# Texte de lecture:
Les marchands représentaient, dans la société russe, une classe à part, qui comprenait aussi bien des propriétaires d’usines que des commerçants. Ces hommes d’affaires ne formaient pas un ordre social au même titre que le clergé et la noblesse, car leur statut était précaire. Il n’était pas héréditaire et s’obtenait par le paiement des cotisations dues pour être admis dans l’une des deux guildes, la première réservée aux riches, y compris ceux qui s’occupaient du commerce avec l’étranger, la seconde aux professionnels plus modestes. Lorsqu’un marchand ne pouvait plus payer sa patente, il redevenait bourgeois ou paysan.

Les marchands constituaient, aux côtés du clergé et de la paysannerie, la partie la moins européanisée de la nation. Ils avaient de grandes barbes et portaient la raie au milieu. Les plus conservateurs s’obstinaient à se vêtir d’un long habit noir croisé boutonné jusqu’à la taille dans le style russe traditionnel, alors que les gentilshommes s’habillaient déjà à l’européenne. Les marchands ne parlaient généralement que le russe et ne savaient parfois ni lire ni écrire, mais on aurait payé cher l’erreur de les prendre pour de piètres négociants. Nombre de ceux qui réussissaient brillamment étaient des « vieux croyants », et, selon l’ancienne coutume moscovite, ils tenaient leurs femmes et leurs filles à l’écart de la vie sociale.

# Exercice A:
Recopiez fidèlement le passage du texte de lecture qui commence par les mots contenant "Les marchands représentaient, dans" et se termine par "bourgeois ou paysan.".
# Exercice B:
Relevez, dans le texte sur les marchands russes, tous les traits de l'apparence (barbe, coiffure, vêtement) attribués aux marchands ou à certains d'entre eux.
# Exercice C:
Reprenez le texte sur les marchands russes à la suite de sa dernière phrase et poursuivez-le.

# Extrait de données:
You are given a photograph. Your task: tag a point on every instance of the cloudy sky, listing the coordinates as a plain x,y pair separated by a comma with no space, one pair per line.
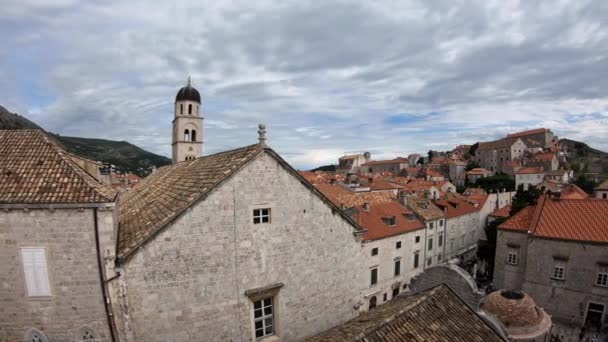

# Corrigé A:
Les marchands représentaient, dans la société russe, une classe à part, qui comprenait aussi bien des propriétaires d’usines que des commerçants. Ces hommes d’affaires ne formaient pas un ordre social au même titre que le clergé et la noblesse, car leur statut était précaire. Il n’était pas héréditaire et s’obtenait par le paiement des cotisations dues pour être admis dans l’une des deux guildes, la première réservée aux riches, y compris ceux qui s’occupaient du commerce avec l’étranger, la seconde aux professionnels plus modestes. Lorsqu’un marchand ne pouvait plus payer sa patente, il redevenait bourgeois ou paysan.

# Corrigé B:
de grandes barbes ; la raie au milieu ; un long habit noir croisé boutonné jusqu'à la taille dans le style russe traditionnel (chez les plus conservateurs)

# Corrigé C:
Ils étaient fort hospitaliers et donnaient de coûteux banquets où l’on servait à volonté esturgeon et champagne et auxquels participait, à l’occasion, un haut fonctionnaire ou quelque général, pour créer l’ambiance. Les riches marchands se faisaient construire des maisons minutieusement agencées, achetaient fort cher de superbes miroirs, des pianos à queue dont nul ne se servait jamais, et d’autres meubles de prix. Tout ceci n’était que parade, car, lorsqu’ils ne recevaient pas, ces hôtes fastueux se contentaient d’occuper, avec leur famille, quelques pièces minuscules dans un coin de la maison.

(d’après Les Ecrivains russes et la société 1825/1904 de Ronald Hingley, Hachette)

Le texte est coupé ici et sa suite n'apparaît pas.